> Instruction a: Count the lines of the entries that contain the string "front", and reply with that number alone.
::: Provided text :::
I have the battery tender plugs on both of my boats, they are the best. There was a thread recently talking about customer service with power pole. Battery tender is another such company, imo. when I first got my yellow skiff, the battery tender plug was missing the plastic cover that protects the wire connections (nuts). I called to see if I could get just the cover (their plant is in Deland). The guy they put me thru to said they didn't have just the cover, they only came as a complete assembly, male and female parts and he couldn't pull just the cover off the male plug. He asked for my address and said he would look around though. A couple days later a complete assembly in the bubble pack arrived at my door, no charge, no shipping.


----------



## KnotHome

Breaker is a must have!


----------



## Str8-Six

I have Breaker.


KnotHome said:


> Breaker is a must have!


I have a breaker. 
Went to westmarine and it looks like the newer marinco is bigger and will require bigger hole to be drilled anyways. I'm going with battery tender since I have to drill a hole anyways.


----------



## not2shabby

I just installed a Marinco plug, receptacle, and added the 6ga wire adapter so that I could run 6ga from the batteries to the receptacle. So far, so good.

I'm really regretting finding this thread AFTER I got the Marinco. Looks like I could have gotten the Battery Tender rig for an extra $7 and I think it would have been worth it.


----------
:::
> Instruction b: Write out the battery plug thread from "I'm really regretting" to "been worth it.", swapping "extra" for "additional".
::: Given entries :::
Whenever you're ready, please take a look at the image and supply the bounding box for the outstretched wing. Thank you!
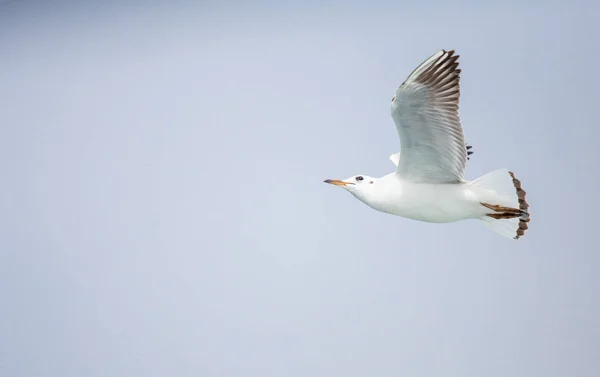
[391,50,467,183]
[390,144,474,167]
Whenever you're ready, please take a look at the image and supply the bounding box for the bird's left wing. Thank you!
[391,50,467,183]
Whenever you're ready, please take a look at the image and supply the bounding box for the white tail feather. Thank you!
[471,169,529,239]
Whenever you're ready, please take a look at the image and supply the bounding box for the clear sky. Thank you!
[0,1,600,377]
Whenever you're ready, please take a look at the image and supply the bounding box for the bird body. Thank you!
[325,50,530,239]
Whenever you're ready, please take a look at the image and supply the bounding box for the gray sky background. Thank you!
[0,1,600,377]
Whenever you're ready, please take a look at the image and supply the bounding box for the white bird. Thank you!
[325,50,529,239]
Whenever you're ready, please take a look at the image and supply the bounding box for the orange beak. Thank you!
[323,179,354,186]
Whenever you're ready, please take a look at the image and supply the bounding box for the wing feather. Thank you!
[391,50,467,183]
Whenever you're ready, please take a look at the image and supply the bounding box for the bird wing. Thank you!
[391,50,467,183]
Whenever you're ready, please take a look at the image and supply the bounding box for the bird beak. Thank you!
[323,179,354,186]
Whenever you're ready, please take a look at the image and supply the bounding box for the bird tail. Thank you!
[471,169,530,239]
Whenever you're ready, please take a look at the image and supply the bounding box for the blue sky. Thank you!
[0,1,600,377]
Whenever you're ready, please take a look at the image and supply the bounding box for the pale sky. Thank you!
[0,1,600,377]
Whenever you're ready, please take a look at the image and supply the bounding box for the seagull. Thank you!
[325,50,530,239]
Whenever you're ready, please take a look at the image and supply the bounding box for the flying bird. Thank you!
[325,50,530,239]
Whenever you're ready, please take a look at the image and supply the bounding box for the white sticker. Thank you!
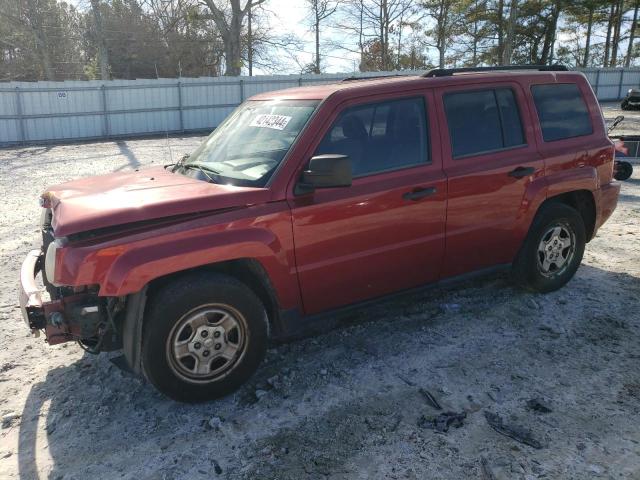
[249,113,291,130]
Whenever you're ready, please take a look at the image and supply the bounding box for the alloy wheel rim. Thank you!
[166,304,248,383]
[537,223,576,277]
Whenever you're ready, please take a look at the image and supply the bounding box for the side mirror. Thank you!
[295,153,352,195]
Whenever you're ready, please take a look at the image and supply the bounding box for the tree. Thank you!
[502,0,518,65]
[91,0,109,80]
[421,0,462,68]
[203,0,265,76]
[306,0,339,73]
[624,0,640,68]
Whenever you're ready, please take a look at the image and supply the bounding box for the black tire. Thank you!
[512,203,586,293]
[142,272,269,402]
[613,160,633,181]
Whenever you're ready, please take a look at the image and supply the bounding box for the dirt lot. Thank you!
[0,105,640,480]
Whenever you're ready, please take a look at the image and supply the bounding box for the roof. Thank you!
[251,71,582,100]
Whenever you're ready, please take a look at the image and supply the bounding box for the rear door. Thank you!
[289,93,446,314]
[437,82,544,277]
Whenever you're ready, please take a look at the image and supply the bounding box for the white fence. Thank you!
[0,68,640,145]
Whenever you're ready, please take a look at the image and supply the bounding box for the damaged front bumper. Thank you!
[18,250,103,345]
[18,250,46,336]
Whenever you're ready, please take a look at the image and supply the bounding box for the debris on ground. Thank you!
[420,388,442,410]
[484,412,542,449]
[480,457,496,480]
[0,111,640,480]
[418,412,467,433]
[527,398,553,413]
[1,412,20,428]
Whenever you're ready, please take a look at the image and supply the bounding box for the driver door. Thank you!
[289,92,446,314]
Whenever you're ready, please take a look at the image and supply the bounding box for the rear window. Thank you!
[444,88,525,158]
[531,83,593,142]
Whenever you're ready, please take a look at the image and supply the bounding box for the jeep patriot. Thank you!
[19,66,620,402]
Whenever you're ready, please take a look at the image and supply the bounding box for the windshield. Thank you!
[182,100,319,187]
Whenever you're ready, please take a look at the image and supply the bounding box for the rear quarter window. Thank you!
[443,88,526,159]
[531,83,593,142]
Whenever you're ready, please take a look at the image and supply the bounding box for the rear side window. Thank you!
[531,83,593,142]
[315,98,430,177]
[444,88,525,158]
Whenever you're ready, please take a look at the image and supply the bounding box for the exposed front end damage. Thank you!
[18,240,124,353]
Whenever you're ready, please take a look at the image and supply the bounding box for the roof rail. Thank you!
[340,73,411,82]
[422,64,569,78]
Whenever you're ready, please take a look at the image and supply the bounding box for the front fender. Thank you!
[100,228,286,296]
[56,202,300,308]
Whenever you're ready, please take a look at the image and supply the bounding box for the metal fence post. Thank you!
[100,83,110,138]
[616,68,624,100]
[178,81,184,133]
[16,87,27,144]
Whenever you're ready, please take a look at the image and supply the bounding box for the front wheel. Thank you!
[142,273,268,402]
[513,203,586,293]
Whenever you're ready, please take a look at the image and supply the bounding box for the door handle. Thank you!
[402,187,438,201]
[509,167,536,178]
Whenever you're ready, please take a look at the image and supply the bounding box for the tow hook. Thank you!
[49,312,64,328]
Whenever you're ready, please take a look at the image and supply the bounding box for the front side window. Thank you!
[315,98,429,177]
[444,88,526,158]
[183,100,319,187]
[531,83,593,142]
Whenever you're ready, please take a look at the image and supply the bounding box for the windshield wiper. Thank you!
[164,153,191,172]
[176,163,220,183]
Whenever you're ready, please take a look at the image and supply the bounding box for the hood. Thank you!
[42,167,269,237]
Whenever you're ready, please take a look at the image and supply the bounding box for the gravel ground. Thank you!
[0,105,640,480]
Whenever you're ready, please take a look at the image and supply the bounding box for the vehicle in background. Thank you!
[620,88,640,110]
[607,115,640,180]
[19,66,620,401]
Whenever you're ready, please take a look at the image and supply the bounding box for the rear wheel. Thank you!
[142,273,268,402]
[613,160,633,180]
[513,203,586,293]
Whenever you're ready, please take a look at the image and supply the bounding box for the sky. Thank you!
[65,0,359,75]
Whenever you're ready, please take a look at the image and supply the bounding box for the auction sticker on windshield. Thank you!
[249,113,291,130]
:::
::: Given entries :::
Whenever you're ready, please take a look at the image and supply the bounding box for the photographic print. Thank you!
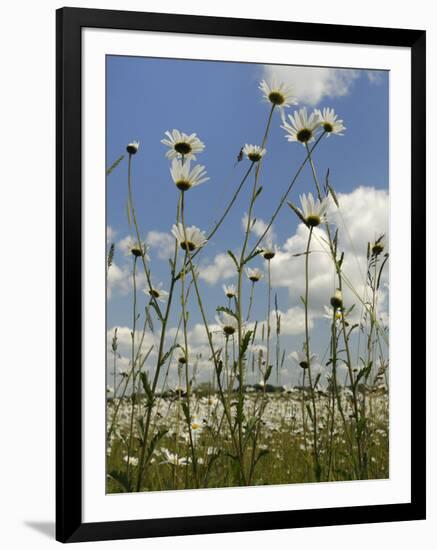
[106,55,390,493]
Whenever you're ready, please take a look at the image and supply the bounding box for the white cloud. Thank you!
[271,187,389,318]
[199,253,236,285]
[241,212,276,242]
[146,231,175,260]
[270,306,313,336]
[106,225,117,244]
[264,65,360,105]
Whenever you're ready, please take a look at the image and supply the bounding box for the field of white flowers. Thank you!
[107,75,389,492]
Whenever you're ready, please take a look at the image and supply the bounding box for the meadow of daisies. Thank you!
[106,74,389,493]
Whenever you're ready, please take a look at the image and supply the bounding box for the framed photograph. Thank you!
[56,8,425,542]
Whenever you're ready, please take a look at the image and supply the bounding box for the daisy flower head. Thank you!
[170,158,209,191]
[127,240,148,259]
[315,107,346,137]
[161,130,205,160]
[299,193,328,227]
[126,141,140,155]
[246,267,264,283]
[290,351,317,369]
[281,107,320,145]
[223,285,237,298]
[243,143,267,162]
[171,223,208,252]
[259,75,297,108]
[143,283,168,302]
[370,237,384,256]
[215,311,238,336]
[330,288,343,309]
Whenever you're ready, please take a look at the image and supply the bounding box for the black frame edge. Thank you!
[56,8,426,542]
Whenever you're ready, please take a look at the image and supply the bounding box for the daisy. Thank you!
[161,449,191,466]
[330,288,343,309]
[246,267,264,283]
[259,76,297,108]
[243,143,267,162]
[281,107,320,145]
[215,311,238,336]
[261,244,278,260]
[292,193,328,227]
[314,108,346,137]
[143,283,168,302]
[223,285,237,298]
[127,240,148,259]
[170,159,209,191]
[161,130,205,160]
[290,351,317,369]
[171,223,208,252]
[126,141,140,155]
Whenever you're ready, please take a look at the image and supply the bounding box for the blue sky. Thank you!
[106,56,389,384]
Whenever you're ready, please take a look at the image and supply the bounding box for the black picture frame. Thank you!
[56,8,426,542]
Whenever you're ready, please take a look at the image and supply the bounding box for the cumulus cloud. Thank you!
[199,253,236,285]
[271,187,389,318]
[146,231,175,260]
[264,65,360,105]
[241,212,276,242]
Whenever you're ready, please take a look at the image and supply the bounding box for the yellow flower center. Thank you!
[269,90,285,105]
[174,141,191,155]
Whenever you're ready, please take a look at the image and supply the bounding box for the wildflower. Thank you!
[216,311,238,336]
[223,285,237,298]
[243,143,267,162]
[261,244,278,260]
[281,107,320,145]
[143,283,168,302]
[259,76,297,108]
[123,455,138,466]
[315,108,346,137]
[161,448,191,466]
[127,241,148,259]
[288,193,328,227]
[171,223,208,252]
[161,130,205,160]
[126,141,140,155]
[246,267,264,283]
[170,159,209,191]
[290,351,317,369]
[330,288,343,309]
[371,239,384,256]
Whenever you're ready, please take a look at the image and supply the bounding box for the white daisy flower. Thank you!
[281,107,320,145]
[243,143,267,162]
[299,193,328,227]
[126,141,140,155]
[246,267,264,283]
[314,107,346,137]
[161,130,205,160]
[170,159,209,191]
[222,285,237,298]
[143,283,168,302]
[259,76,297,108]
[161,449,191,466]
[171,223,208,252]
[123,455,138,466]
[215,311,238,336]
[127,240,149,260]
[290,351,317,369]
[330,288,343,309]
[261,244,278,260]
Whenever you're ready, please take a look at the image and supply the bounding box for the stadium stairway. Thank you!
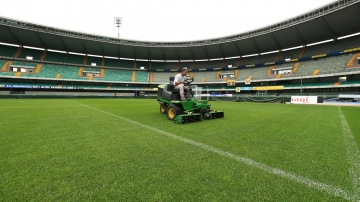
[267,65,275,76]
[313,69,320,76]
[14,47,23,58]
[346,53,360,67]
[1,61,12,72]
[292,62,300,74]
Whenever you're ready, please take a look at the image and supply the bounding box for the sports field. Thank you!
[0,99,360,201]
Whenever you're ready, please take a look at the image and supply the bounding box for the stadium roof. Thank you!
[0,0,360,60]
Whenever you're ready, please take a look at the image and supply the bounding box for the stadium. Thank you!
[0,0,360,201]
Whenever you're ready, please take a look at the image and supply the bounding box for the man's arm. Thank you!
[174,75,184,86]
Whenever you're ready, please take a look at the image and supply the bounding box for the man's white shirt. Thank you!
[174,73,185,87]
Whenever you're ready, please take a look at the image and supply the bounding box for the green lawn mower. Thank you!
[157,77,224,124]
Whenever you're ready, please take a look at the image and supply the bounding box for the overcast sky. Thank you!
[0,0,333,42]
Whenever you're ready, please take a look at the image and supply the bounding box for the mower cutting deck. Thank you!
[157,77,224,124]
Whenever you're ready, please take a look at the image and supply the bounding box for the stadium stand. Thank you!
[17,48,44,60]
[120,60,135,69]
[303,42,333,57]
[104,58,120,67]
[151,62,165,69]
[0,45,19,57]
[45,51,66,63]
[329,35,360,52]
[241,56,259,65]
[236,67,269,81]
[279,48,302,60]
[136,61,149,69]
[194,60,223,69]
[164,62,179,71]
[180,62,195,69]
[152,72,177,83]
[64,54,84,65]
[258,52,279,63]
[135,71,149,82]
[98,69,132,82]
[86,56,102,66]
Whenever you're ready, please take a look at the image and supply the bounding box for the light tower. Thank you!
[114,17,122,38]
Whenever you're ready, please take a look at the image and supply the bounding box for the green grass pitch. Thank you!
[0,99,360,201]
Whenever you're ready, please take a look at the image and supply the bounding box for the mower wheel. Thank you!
:::
> Reply a: 5

> Reply b:
I'm really regretting finding this thread AFTER I got the Marinco. Looks like I could have gotten the Battery Tender rig for an additional $7 and I think it would have been worth it.